____ Records supplied

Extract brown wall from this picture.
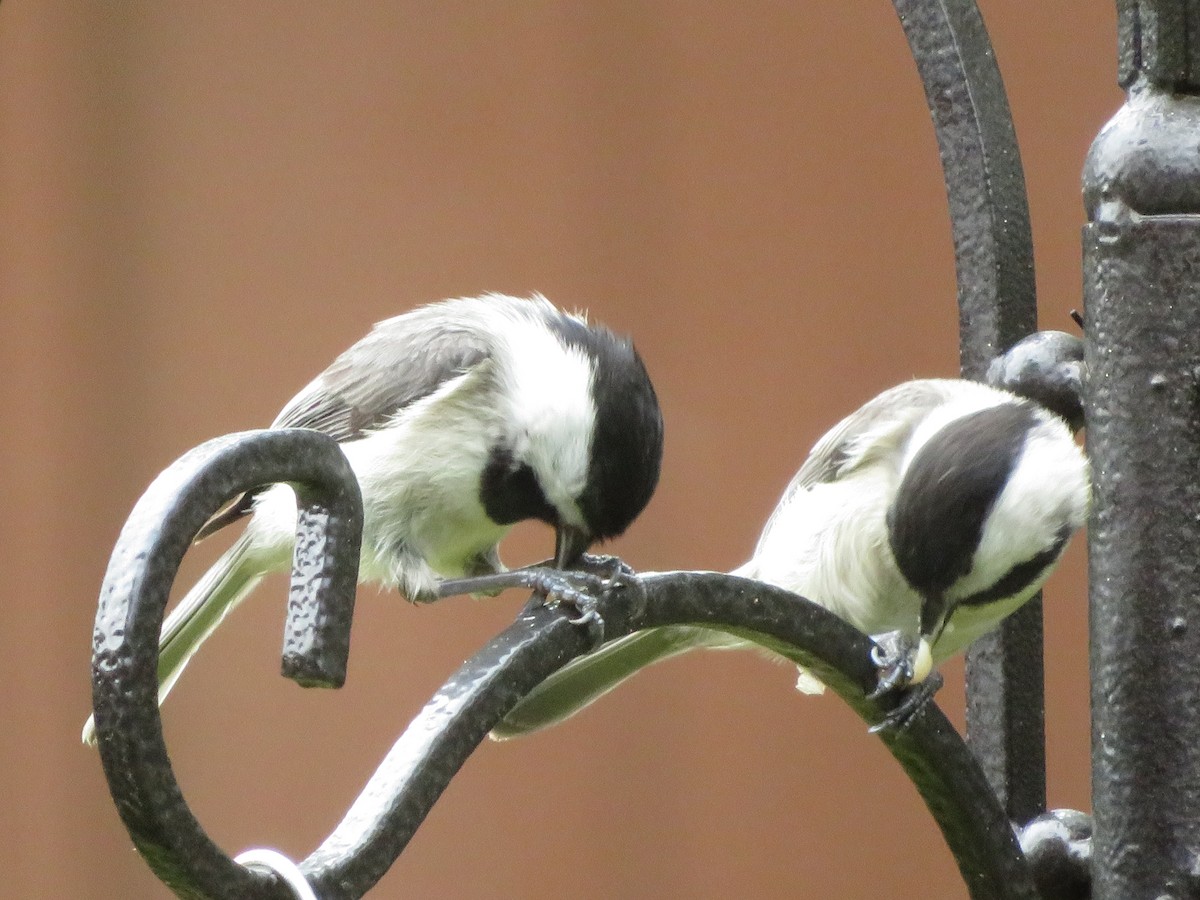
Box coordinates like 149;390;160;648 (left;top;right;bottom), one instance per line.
0;0;1121;898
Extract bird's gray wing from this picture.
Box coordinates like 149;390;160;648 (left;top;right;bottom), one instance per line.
271;307;491;442
196;296;499;540
785;378;959;497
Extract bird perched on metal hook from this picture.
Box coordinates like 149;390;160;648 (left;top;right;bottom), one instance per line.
493;374;1090;738
84;294;662;742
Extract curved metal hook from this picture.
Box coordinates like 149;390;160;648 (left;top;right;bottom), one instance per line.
292;572;1037;900
91;430;362;900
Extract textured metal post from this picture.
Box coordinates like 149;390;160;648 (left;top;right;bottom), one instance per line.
893;0;1045;822
1084;0;1200;900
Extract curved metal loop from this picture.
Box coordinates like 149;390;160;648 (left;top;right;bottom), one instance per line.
91;430;362;900
288;572;1037;900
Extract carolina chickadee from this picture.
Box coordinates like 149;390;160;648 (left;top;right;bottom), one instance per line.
84;294;662;743
493;379;1090;738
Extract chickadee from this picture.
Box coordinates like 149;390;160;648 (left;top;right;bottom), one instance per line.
493;379;1090;738
84;294;662;743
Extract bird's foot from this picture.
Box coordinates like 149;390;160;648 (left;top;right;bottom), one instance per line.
868;672;942;734
529;571;632;649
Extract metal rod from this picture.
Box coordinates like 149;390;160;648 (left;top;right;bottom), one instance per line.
301;572;1037;900
1084;0;1200;900
893;0;1045;822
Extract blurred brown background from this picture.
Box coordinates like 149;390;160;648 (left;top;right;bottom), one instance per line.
0;0;1121;898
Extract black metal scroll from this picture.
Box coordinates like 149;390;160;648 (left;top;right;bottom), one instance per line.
92;431;1036;900
92;0;1128;900
91;430;362;898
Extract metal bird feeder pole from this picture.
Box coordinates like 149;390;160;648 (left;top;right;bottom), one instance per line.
84;0;1200;900
1084;0;1200;900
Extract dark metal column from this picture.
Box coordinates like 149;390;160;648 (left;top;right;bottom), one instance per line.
1084;0;1200;900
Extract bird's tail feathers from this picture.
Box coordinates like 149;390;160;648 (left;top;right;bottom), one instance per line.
83;534;264;744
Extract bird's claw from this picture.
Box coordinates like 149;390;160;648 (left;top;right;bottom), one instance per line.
866;672;942;734
533;564;624;648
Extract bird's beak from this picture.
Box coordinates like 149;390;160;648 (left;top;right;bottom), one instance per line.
554;524;592;569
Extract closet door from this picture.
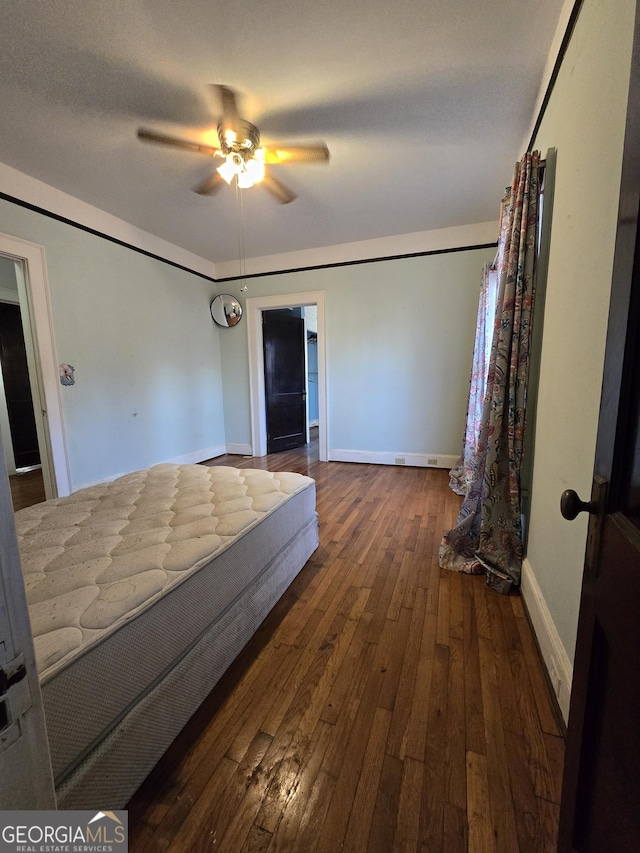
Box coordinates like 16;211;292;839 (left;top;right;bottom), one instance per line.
558;3;640;853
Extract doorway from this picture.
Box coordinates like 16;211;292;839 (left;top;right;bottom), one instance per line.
0;234;71;498
0;300;40;474
246;290;328;462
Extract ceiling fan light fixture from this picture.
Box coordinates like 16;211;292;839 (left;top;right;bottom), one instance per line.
245;152;265;185
216;154;238;184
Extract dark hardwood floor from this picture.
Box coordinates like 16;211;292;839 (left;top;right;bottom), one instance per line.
9;468;45;512
128;430;564;853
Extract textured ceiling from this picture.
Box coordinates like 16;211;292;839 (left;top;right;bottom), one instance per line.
0;0;563;262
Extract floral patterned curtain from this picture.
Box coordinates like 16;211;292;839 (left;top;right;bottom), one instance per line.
449;264;497;496
440;151;540;593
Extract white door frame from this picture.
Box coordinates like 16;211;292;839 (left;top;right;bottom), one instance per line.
0;234;71;498
245;290;327;462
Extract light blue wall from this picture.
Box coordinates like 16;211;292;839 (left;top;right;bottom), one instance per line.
0;201;224;488
219;249;495;456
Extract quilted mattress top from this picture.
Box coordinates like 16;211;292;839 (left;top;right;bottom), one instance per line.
15;464;313;678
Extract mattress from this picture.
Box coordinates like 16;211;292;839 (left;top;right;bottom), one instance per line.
16;465;317;786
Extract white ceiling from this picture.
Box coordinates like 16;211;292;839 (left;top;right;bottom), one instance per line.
0;0;564;262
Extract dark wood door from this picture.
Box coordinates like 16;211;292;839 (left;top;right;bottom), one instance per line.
0;302;40;468
558;5;640;853
262;310;307;453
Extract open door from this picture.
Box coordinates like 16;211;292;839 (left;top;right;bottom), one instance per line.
0;302;40;468
558;5;640;853
262;309;307;453
0;432;55;810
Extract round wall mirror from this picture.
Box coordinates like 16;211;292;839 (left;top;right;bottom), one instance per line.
211;293;242;327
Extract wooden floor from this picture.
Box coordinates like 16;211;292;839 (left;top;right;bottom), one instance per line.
128;436;564;853
9;468;45;512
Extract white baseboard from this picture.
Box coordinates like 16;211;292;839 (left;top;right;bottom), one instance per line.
521;557;573;723
329;449;458;468
164;444;229;465
221;444;253;456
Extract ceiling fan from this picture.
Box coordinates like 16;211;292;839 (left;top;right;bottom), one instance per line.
138;84;329;204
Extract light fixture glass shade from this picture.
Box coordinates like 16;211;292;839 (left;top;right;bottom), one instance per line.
217;155;237;184
238;170;253;190
246;157;264;184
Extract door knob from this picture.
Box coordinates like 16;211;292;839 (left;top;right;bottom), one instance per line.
560;489;598;521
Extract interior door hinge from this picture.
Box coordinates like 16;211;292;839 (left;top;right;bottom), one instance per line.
0;643;33;751
0;655;27;696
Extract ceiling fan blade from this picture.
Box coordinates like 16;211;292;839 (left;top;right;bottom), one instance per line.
260;175;297;204
212;83;240;133
138;127;219;156
264;142;329;164
193;171;225;195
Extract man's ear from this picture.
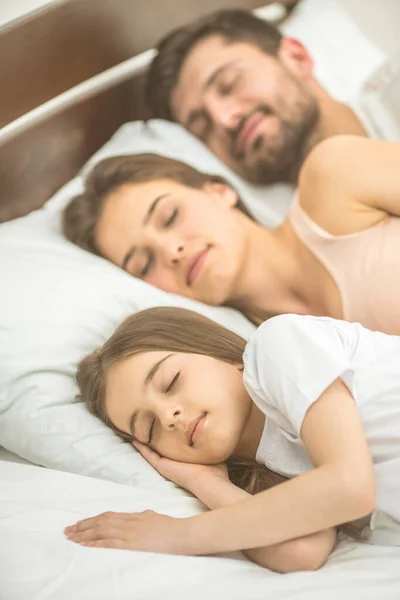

________

### Goal
Copy out every line of the records above word for word, omitting the pictures.

### Result for this task
Extract brown wall from this picture.
Box coordinates like 149;390;160;648 (left;top;right;bottom), one instance per line.
0;0;1121;898
Extract bird's gray wing from this picture.
Box coordinates like 149;390;160;648 (left;top;right;bottom), one instance per line.
271;307;491;442
196;296;499;540
785;378;959;497
Extract bird perched on metal hook from this picture.
Box coordinates like 149;390;160;648 (left;top;right;bottom), one instance per line.
493;374;1090;738
84;294;662;742
Extract curved metal hook from this picture.
Box coordinates like 149;390;160;648 (left;top;right;bottom), one instance per line.
292;572;1037;900
91;430;362;900
Extract textured metal post from this picture.
Box coordinates like 149;390;160;648 (left;top;right;bottom), one instance per line.
893;0;1045;822
1084;0;1200;900
Extract curved metal loop from this picture.
Box coordinates like 149;390;160;648 (left;top;right;bottom), one instance per line.
91;430;362;900
288;572;1037;900
Extract carolina chickadee from this picture.
Box coordinates like 149;390;160;648 (left;top;right;bottom), one instance per line.
84;294;662;743
493;379;1090;738
Extract chickadee from this picture.
Box coordinates like 149;390;160;648 (left;top;right;bottom), one instance per line.
493;379;1090;738
84;294;662;743
Extract bird's foot from this picture.
Box coordinates like 149;390;160;648 (left;top;right;bottom), one instance per line.
868;672;942;734
529;571;632;649
Extract metal rod from this picture.
Box coordinates like 149;390;160;648 (left;top;right;bottom), one instance per line.
301;572;1037;900
1084;0;1200;900
893;0;1045;822
Extract blurred brown background from this picture.
Box coordinates like 149;390;160;648 (left;top;right;bottom), one instance per line.
0;0;1121;898
Extract black metal scroll from this picture.
Box coordinates like 149;390;160;648 (left;top;right;bottom), one instance per line.
92;431;1036;900
92;0;1128;900
91;430;362;898
Extract metal bird feeder pole from this picture.
Box coordinates like 149;390;160;648 (left;top;right;bottom), one instance per line.
84;0;1200;900
1084;0;1200;900
Extract dark metal column from this picture.
Box coordinates like 149;390;160;648 (left;top;right;bottom), one instance per line.
1084;0;1200;900
Extract bird's tail feathers from this picture.
Box coordinates like 149;390;160;648 (left;top;right;bottom), one instance per line.
83;534;264;744
Extract bird's claw from this picture.
Box coordinates like 149;390;160;648 (left;top;right;bottom), one instance per line.
866;672;942;734
533;564;624;648
Extract bird's beak from this picture.
Box coordinates like 149;390;160;648 (left;top;right;bottom), one instance per line.
554;524;592;569
Extract closet door from this picture.
Box coordinates like 16;211;292;839 (left;top;right;bottom), one instance per line.
558;3;640;853
Extract doorway from this picture.
Box coordinates like 16;211;292;839 (left;top;right;bottom), one instance per line.
0;234;71;498
0;300;40;474
246;290;328;462
Extract ceiling fan light fixture from this picture.
Box coordinates like 16;211;292;839 (left;top;right;bottom), one instance per line.
245;152;265;185
216;154;238;184
Extract dark hardwood floor from this picture.
Box coordinates like 16;211;292;839 (left;top;right;bottom), one instance per line.
9;468;45;512
128;430;564;853
Extract textured ceiling from this picture.
Box coordinates like 16;211;292;839 (left;top;right;bottom), one instance per line.
0;0;563;262
Extract floral patterned curtain from this picture.
Box coordinates like 16;211;292;839 (left;top;right;bottom), one instance per line.
449;264;497;496
440;151;540;593
Extract white door frame from this picture.
Box coordinates like 16;211;292;839 (left;top;right;bottom), one instance per line.
0;234;71;498
245;290;327;462
Extract light blue wall from this picture.
Box coordinates like 16;211;292;839 (left;top;right;bottom), one instance per line.
0;201;224;488
219;249;495;456
Extract quilted mattress top from this picture.
Box coordinates like 16;211;292;839 (left;top;right;bottom), one instance per line.
15;464;313;678
Extract mattress from this picture.
Box coordinates like 16;211;292;839 (left;top;right;bottom), one instance per line.
16;465;317;786
Extract white ceiling from this picture.
Box coordinates like 16;211;292;839 (left;top;right;bottom), one instance per line.
0;0;564;262
Extract dark wood door from this picture.
Box coordinates like 16;211;292;839 (left;top;right;bottom), one instance per line.
0;302;40;468
558;5;640;853
262;310;307;453
Extract open door from this picture.
Box coordinates like 16;211;292;839 (left;top;right;bottom), one instance per line.
0;302;40;468
558;5;640;853
262;309;307;453
0;432;55;810
Extract round wall mirror from this picture.
Box coordinates like 16;211;292;839 (left;top;right;bottom), one instance per line.
211;293;242;327
Extract wooden floor from this picture.
Box coordinates like 16;211;292;839 (left;top;right;bottom), one instance per line.
128;436;564;853
9;468;45;512
Extract white baseboard from this picture.
Box coordinates like 16;211;292;839 (left;top;right;bottom), one instance per line.
521;557;573;723
329;449;458;468
164;444;229;465
221;444;253;456
Extract ceiling fan from this picture.
Box coordinates like 16;211;292;839 (left;top;right;bottom), one instance per line.
138;84;329;204
Extract light fixture glass shade from this picture.
Box coordinates like 16;211;292;839 (left;top;right;bottom), one instance per line.
217;155;237;184
238;170;253;190
246;157;264;184
Extract door knob from this picture.
Box coordinates like 16;211;292;839 (left;top;right;bottom), one instance per line.
560;489;598;521
Extract interior door hinge from this picture.
Box coordinates like 16;211;292;839 (left;top;right;bottom), one instance per line.
0;643;33;751
0;655;27;696
Extract ceiling fan blade from this picture.
Box coordinates like 16;211;292;839 (left;top;right;bottom), one instance per line.
260;175;297;204
212;83;240;133
138;127;219;156
264;142;329;164
193;171;225;195
Extract man's ear from this picture.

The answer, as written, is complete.